### WHAT YOU WILL DO
Edit the swimming pool ground currents thread, starting with "## RIVETER (Sep" and going on through "this potential remains.", so that "examiner" stands wherever "inspector" appears.

### ARTICLE
■ ■ ■

# swimming pool ground currents



## RIVETER (Sep 26, 2009)

myenergy said:


> I just finished the electrical install for a permanent swimming pool and the pool installers said they felt tingles while completing their part of the job. I am reading 5.4 volt from the pool water to the sand or ground around the pool also 5.4 volt from the coping to the ground. all the bonding is complete, 3' mesh and all sections tied back to it and to the pool equipment. the cement apron has not been poured. and when I completely remove power from the house and pool equipment at the meter. the 5.4v potential still remains. I have not felt and tingles or shock. and of course the inspector will not pass while this potential remains.
> there are two ground level trans formers from the utility and two main feeds from these within 25 feet of the pool. the xformers are about 100-200 feet away. the feeds to the pool are # 6 200' 240v 1 Phase at 30 amp. any suggestions on how to fix this.
> 
> Thanks Joe


At this point I would say to make sure that you have a good equipotential bonding system around the pool and tied to any metal parts of the pool. Whatever is causing the stray currents you have to give it a better way to go...around the pool, or to ground. If it doesn't go away with all of this being done, cut the water service ...let it drain and check again. A loose service neutral at the residence OR from the closest neighbor tied to the same service transformer could be causing it.


----------



## Dennis Alwon (May 9, 2009)

This is very possible a power company issue or an issue with the grounding in a house that may be attached to the trany and have common metallic water lines to the house in question.


----------



## sparky105 (Sep 29, 2009)

if there is a pony panel near the pool make sure the neutral to ground jumper is pulled and check the polarity on any 120 volt curcuts near the pool maybe a neutral and hot is switched.


----------



## Dennis Alwon (May 9, 2009)

sparky105 said:


> if there is a pony panel near the pool make sure the neutral to ground jumper is pulled and check the polarity on any 120 volt curcuts near the pool maybe a neutral and hot is switched.


Sparky, the op is saying there is still voltage present when he shuts the power to the house & Pool at the meter.


----------



## sparky105 (Sep 29, 2009)

crap that's a new one to me. Sorry I miss read that part.


----------



## myenergy (Jan 25, 2010)

There is a sub panel that serves the pool equipment and the neutral is isolated from the ground at that panel that panel is 25 feet fro the edge of the pool. all the houses have thier own well. why does the neutral matter when the load is disconnected. I just dont understand the direct electrical relationship. nothing is connected


----------



## Dennis Alwon (May 9, 2009)

■ ■ ■

### GIVEN RECORDS
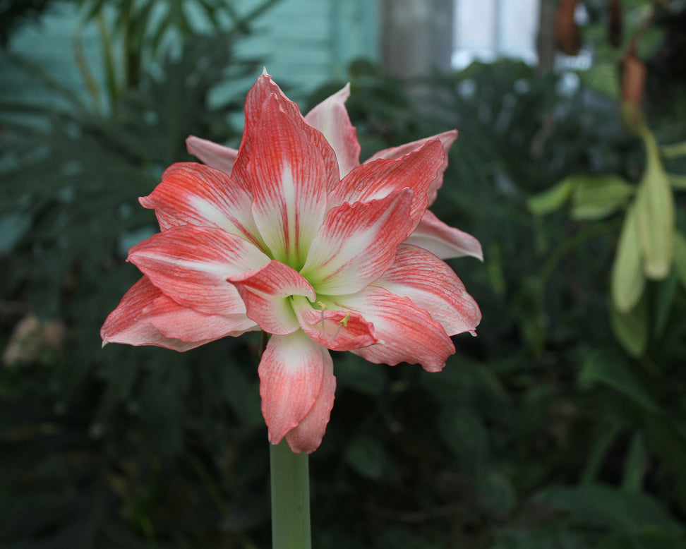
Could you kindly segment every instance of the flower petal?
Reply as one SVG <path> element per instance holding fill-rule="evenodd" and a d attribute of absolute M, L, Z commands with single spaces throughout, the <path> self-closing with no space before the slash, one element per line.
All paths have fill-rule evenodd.
<path fill-rule="evenodd" d="M 141 318 L 144 310 L 154 309 L 158 300 L 165 299 L 162 291 L 152 285 L 148 277 L 143 277 L 124 294 L 100 328 L 103 344 L 155 345 L 183 351 L 218 339 L 203 334 L 200 339 L 188 337 L 182 340 L 163 334 L 151 322 Z M 222 337 L 223 335 L 219 336 Z"/>
<path fill-rule="evenodd" d="M 395 263 L 374 285 L 409 298 L 428 310 L 448 335 L 463 332 L 476 335 L 481 320 L 479 306 L 453 270 L 426 250 L 401 244 Z"/>
<path fill-rule="evenodd" d="M 179 225 L 218 227 L 263 246 L 251 212 L 252 197 L 223 171 L 194 162 L 172 164 L 149 195 L 139 199 L 154 209 L 162 231 Z"/>
<path fill-rule="evenodd" d="M 324 354 L 328 355 L 326 351 Z M 329 423 L 335 392 L 336 378 L 333 375 L 333 361 L 330 359 L 324 362 L 322 386 L 314 404 L 298 426 L 286 433 L 286 442 L 293 452 L 311 454 L 319 447 Z"/>
<path fill-rule="evenodd" d="M 428 204 L 426 191 L 443 164 L 445 153 L 440 141 L 428 141 L 399 159 L 379 159 L 353 169 L 330 193 L 328 207 L 343 203 L 367 202 L 409 188 L 414 193 L 410 217 L 412 228 L 421 219 Z"/>
<path fill-rule="evenodd" d="M 428 250 L 441 259 L 471 255 L 481 261 L 481 245 L 471 234 L 446 225 L 428 210 L 407 241 L 408 244 Z"/>
<path fill-rule="evenodd" d="M 315 309 L 304 298 L 293 300 L 293 308 L 303 331 L 314 341 L 332 351 L 350 351 L 376 343 L 374 326 L 358 313 Z"/>
<path fill-rule="evenodd" d="M 186 148 L 193 156 L 198 157 L 207 166 L 231 175 L 238 151 L 223 145 L 188 135 L 186 139 Z"/>
<path fill-rule="evenodd" d="M 338 182 L 333 151 L 323 138 L 313 143 L 316 130 L 307 127 L 303 131 L 270 95 L 254 128 L 246 169 L 260 234 L 274 258 L 294 267 L 302 265 L 324 219 L 327 188 Z"/>
<path fill-rule="evenodd" d="M 448 151 L 450 150 L 450 147 L 452 145 L 452 143 L 457 138 L 457 130 L 444 131 L 443 133 L 438 133 L 435 135 L 432 135 L 431 137 L 426 138 L 425 139 L 420 139 L 419 141 L 413 141 L 410 143 L 401 145 L 399 147 L 392 147 L 390 149 L 380 150 L 376 154 L 373 155 L 368 159 L 366 160 L 364 163 L 366 164 L 367 162 L 371 162 L 377 159 L 378 158 L 400 158 L 401 157 L 407 155 L 408 152 L 411 152 L 413 150 L 416 150 L 420 147 L 423 146 L 423 145 L 428 141 L 431 141 L 434 139 L 440 139 L 440 143 L 443 145 L 443 150 L 445 152 L 445 155 L 443 157 L 443 164 L 439 169 L 438 175 L 429 185 L 428 194 L 428 203 L 429 205 L 431 205 L 431 204 L 433 204 L 434 201 L 436 200 L 436 193 L 438 189 L 440 188 L 443 184 L 443 174 L 445 172 L 445 169 L 447 167 L 448 164 Z"/>
<path fill-rule="evenodd" d="M 152 235 L 132 248 L 128 259 L 180 305 L 219 315 L 246 312 L 238 291 L 227 278 L 269 262 L 239 236 L 192 225 Z"/>
<path fill-rule="evenodd" d="M 357 131 L 350 123 L 345 109 L 346 99 L 349 97 L 350 84 L 346 84 L 342 90 L 324 99 L 305 116 L 305 121 L 323 133 L 333 148 L 342 178 L 360 165 Z"/>
<path fill-rule="evenodd" d="M 351 294 L 393 264 L 395 250 L 411 231 L 412 191 L 330 210 L 301 270 L 318 294 Z"/>
<path fill-rule="evenodd" d="M 243 298 L 248 317 L 270 334 L 286 335 L 300 327 L 291 296 L 315 298 L 314 290 L 300 273 L 276 260 L 228 280 Z"/>
<path fill-rule="evenodd" d="M 380 341 L 351 351 L 370 362 L 391 366 L 400 362 L 419 363 L 428 372 L 438 372 L 455 352 L 443 327 L 407 297 L 368 286 L 357 294 L 331 299 L 340 308 L 359 313 L 373 323 Z"/>
<path fill-rule="evenodd" d="M 262 414 L 272 444 L 281 442 L 312 409 L 323 388 L 324 371 L 332 363 L 329 351 L 301 330 L 270 338 L 258 373 Z"/>
<path fill-rule="evenodd" d="M 207 315 L 183 307 L 164 294 L 145 307 L 136 320 L 155 326 L 165 337 L 182 342 L 237 337 L 258 329 L 245 314 Z"/>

■ ■ ■

### WORKED ANSWER
## RIVETER (Sep 26, 2009)

myenergy said:


> I just finished the electrical install for a permanent swimming pool and the pool installers said they felt tingles while completing their part of the job. I am reading 5.4 volt from the pool water to the sand or ground around the pool also 5.4 volt from the coping to the ground. all the bonding is complete, 3' mesh and all sections tied back to it and to the pool equipment. the cement apron has not been poured. and when I completely remove power from the house and pool equipment at the meter. the 5.4v potential still remains. I have not felt and tingles or shock. and of course the examiner will not pass while this potential remains.